EXERCISE DETAILS: Below are records. Find each line in them that holds the word "landing" and copy it.

○ ○ ○ ○ ○

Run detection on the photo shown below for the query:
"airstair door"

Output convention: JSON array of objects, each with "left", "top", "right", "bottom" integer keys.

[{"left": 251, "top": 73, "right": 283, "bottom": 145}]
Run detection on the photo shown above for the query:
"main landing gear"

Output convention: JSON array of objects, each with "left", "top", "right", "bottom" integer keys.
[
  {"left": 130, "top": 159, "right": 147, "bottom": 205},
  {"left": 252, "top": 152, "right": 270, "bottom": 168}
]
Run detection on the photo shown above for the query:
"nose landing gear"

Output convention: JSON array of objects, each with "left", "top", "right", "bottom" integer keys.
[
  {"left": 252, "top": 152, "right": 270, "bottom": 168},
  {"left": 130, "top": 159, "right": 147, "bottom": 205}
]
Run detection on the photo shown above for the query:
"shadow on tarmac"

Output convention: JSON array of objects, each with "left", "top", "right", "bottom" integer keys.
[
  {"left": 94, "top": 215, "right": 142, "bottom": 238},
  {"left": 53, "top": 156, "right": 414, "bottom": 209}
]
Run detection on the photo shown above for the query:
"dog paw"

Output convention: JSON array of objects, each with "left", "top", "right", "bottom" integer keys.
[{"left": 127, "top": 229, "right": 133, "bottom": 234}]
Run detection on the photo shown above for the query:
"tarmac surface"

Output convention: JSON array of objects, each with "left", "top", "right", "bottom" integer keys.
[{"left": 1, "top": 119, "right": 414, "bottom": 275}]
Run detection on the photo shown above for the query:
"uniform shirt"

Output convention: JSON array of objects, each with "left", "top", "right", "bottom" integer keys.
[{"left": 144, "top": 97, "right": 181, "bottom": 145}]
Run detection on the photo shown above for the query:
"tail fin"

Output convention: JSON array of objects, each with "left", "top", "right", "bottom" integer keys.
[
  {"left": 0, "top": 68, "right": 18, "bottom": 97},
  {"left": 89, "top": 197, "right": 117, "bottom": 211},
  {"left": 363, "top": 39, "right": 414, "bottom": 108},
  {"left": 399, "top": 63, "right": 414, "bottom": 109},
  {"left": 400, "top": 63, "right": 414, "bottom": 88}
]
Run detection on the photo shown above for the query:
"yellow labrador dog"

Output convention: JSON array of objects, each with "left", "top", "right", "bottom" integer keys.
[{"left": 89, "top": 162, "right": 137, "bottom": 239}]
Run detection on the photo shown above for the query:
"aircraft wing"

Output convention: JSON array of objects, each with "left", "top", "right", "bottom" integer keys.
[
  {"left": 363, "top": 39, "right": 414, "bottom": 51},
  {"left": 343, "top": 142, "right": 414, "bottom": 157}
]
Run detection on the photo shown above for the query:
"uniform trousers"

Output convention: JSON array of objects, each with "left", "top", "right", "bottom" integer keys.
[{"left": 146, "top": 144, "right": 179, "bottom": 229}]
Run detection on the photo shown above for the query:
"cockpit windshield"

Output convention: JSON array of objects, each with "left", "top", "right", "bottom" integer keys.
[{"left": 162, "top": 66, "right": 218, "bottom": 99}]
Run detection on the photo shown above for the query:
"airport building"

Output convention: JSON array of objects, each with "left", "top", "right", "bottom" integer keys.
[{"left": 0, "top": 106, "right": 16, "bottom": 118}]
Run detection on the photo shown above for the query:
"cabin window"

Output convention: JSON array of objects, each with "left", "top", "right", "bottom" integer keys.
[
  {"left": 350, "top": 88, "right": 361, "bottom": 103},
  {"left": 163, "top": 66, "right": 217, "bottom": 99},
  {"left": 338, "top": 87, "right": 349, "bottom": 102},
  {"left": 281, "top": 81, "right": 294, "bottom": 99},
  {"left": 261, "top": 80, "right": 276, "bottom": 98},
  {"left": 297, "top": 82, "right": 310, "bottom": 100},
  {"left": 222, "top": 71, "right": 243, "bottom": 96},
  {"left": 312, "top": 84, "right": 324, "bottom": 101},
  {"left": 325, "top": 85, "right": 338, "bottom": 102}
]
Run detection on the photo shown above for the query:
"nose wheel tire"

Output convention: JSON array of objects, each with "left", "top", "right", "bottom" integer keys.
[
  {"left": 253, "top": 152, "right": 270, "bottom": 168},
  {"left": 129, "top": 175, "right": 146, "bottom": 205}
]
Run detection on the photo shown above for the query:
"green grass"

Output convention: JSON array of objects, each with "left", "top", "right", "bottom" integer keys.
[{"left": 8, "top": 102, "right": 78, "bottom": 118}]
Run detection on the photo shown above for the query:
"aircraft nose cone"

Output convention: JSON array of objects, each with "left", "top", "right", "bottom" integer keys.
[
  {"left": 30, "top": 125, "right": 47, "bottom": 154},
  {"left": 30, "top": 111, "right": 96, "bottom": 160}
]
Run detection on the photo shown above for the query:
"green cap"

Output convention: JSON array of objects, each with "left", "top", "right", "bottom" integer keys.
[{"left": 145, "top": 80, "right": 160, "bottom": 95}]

○ ○ ○ ○ ○

RESULT OF THE EXERCISE:
"main landing gear"
"nose landing gear"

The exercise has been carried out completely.